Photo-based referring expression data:
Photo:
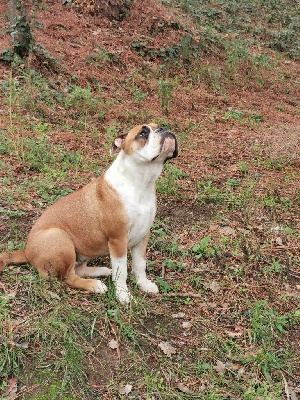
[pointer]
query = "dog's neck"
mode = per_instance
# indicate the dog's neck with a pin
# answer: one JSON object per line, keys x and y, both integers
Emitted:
{"x": 129, "y": 176}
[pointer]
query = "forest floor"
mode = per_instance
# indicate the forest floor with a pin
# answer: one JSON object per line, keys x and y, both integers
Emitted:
{"x": 224, "y": 248}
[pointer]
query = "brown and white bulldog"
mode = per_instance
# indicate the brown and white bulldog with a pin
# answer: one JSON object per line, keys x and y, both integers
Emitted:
{"x": 108, "y": 215}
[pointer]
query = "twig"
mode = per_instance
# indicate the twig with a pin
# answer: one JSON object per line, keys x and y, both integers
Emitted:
{"x": 182, "y": 294}
{"x": 26, "y": 390}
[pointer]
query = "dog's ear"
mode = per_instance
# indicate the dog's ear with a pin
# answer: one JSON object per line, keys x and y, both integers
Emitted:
{"x": 117, "y": 143}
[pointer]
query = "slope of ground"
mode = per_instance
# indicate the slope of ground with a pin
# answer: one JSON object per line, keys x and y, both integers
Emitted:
{"x": 224, "y": 248}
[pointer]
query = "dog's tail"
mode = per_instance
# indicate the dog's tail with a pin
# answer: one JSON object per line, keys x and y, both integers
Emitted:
{"x": 13, "y": 257}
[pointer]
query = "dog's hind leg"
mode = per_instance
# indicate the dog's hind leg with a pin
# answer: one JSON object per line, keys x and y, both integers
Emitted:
{"x": 52, "y": 253}
{"x": 83, "y": 271}
{"x": 138, "y": 253}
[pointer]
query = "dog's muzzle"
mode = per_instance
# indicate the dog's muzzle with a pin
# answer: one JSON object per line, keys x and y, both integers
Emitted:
{"x": 168, "y": 142}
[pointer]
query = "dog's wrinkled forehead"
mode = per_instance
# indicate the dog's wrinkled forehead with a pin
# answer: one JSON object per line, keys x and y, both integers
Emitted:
{"x": 149, "y": 140}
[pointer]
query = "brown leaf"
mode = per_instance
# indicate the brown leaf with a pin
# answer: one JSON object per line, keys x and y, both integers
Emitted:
{"x": 182, "y": 388}
{"x": 220, "y": 367}
{"x": 234, "y": 334}
{"x": 186, "y": 324}
{"x": 167, "y": 348}
{"x": 125, "y": 390}
{"x": 113, "y": 344}
{"x": 213, "y": 286}
{"x": 179, "y": 315}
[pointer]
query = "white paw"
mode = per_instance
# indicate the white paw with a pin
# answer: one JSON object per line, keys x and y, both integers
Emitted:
{"x": 148, "y": 286}
{"x": 99, "y": 287}
{"x": 122, "y": 295}
{"x": 105, "y": 271}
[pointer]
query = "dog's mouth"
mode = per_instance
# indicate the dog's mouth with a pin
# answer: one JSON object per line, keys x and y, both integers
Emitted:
{"x": 168, "y": 144}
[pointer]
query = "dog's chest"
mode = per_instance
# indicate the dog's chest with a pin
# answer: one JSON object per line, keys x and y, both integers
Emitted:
{"x": 141, "y": 216}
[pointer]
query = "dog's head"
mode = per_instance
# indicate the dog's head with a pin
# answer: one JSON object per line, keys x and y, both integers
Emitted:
{"x": 148, "y": 143}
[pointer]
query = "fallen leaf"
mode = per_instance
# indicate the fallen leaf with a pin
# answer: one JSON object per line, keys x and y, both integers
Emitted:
{"x": 234, "y": 334}
{"x": 125, "y": 390}
{"x": 53, "y": 295}
{"x": 186, "y": 324}
{"x": 220, "y": 367}
{"x": 113, "y": 344}
{"x": 167, "y": 348}
{"x": 8, "y": 296}
{"x": 213, "y": 286}
{"x": 182, "y": 388}
{"x": 179, "y": 315}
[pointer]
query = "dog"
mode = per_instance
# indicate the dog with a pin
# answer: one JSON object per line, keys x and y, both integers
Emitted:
{"x": 109, "y": 215}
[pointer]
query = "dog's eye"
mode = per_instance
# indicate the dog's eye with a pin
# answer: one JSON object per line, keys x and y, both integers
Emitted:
{"x": 144, "y": 133}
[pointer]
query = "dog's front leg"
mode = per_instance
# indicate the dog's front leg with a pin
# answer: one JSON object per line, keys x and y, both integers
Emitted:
{"x": 138, "y": 253}
{"x": 118, "y": 257}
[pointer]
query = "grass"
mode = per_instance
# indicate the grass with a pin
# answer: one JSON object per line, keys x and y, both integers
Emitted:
{"x": 223, "y": 248}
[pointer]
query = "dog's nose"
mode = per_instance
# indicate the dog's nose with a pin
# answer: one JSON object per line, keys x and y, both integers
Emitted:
{"x": 161, "y": 129}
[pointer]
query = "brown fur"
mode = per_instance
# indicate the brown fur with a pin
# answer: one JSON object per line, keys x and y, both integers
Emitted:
{"x": 89, "y": 222}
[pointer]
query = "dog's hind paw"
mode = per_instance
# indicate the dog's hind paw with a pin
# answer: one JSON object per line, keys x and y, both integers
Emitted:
{"x": 99, "y": 287}
{"x": 123, "y": 296}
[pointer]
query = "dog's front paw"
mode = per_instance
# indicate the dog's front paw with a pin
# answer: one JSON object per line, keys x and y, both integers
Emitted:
{"x": 99, "y": 287}
{"x": 148, "y": 286}
{"x": 123, "y": 296}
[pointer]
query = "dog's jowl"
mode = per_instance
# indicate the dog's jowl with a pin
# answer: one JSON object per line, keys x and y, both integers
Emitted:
{"x": 109, "y": 215}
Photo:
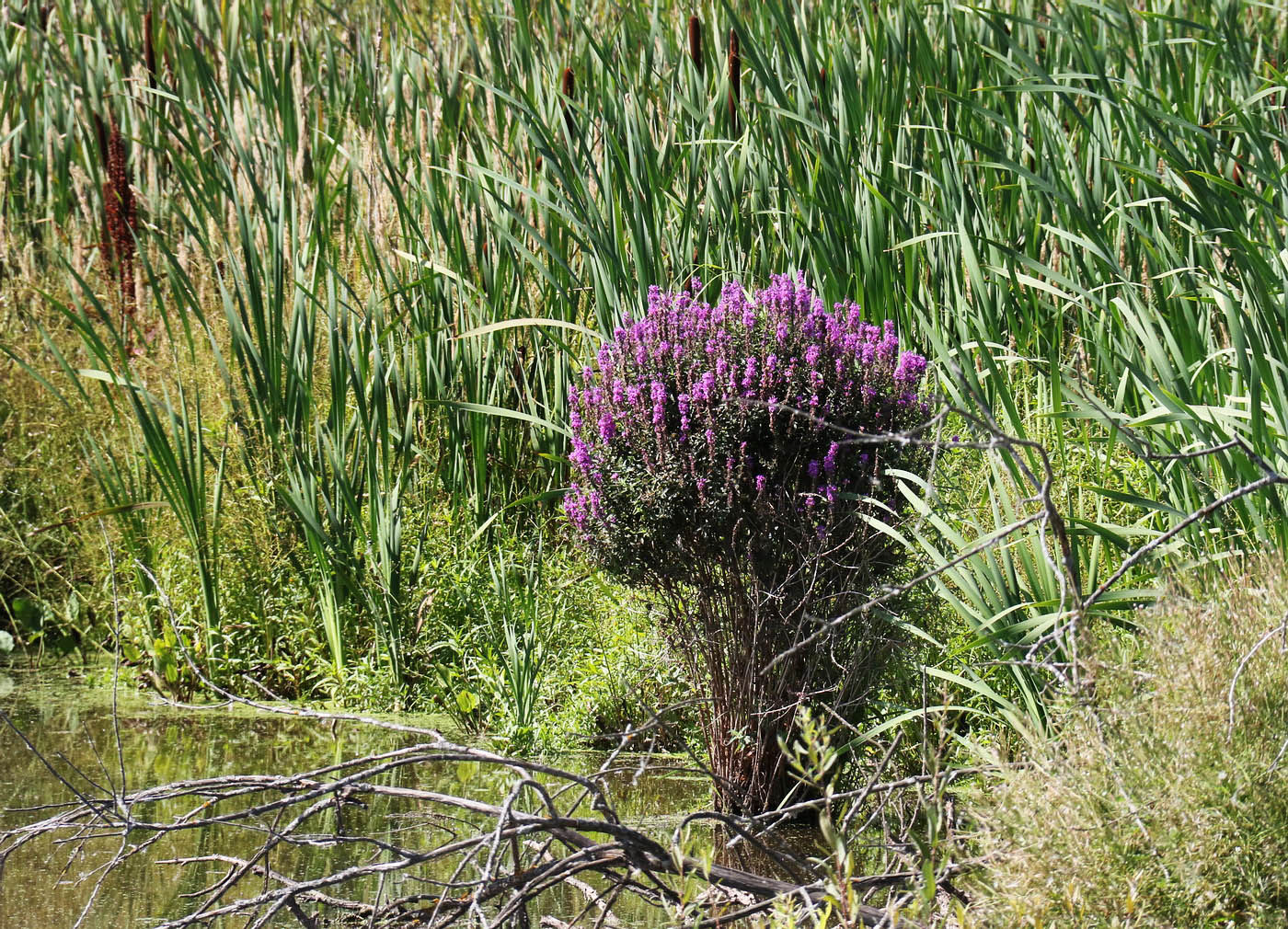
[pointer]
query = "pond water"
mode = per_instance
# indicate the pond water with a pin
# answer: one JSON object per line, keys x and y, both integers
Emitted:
{"x": 71, "y": 722}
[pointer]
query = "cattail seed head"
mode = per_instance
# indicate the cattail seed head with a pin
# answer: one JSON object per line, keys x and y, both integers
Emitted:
{"x": 120, "y": 214}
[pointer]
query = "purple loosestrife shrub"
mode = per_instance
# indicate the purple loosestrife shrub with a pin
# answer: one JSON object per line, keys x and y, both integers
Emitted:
{"x": 733, "y": 457}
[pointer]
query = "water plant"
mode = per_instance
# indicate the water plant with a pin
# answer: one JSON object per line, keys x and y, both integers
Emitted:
{"x": 740, "y": 459}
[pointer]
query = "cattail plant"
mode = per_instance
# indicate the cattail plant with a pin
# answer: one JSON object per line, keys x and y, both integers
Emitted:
{"x": 696, "y": 42}
{"x": 150, "y": 51}
{"x": 120, "y": 218}
{"x": 569, "y": 86}
{"x": 734, "y": 79}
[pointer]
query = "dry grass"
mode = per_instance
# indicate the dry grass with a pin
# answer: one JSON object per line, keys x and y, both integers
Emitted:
{"x": 1153, "y": 809}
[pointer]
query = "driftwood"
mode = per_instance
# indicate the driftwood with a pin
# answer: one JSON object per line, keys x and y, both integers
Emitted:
{"x": 493, "y": 858}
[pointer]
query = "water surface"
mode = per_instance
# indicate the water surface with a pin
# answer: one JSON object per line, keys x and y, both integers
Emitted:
{"x": 71, "y": 722}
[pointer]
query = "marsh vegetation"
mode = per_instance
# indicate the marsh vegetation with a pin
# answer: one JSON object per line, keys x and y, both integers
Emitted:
{"x": 305, "y": 311}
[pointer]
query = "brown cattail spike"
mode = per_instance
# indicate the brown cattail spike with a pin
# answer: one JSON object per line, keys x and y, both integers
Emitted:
{"x": 120, "y": 217}
{"x": 569, "y": 87}
{"x": 734, "y": 79}
{"x": 696, "y": 42}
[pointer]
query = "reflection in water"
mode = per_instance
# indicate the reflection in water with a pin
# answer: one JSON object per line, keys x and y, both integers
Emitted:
{"x": 73, "y": 724}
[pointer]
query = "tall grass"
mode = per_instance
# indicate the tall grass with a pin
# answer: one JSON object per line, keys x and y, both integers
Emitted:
{"x": 392, "y": 238}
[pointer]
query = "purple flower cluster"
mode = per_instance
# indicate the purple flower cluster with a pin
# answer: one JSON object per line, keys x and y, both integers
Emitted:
{"x": 701, "y": 421}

- Your instructions -
All lines from the start of the entries above through the line containing "# indicate the brown and" are to be given again exactly; the pictures are not.

- Result for this exercise -
Photo:
[pointer]
query = "dog's neck"
mode = per_instance
# indicate the dog's neck with a pin
# answer: one JSON object per line, keys x and y, both integers
Emitted:
{"x": 129, "y": 176}
[pointer]
query = "forest floor"
mode = per_instance
# indicate the forest floor with a pin
# answer: one JSON object per line, keys x and y, both integers
Emitted:
{"x": 224, "y": 248}
[pointer]
query = "brown and white bulldog"
mode = per_instance
# indicate the brown and white bulldog with a pin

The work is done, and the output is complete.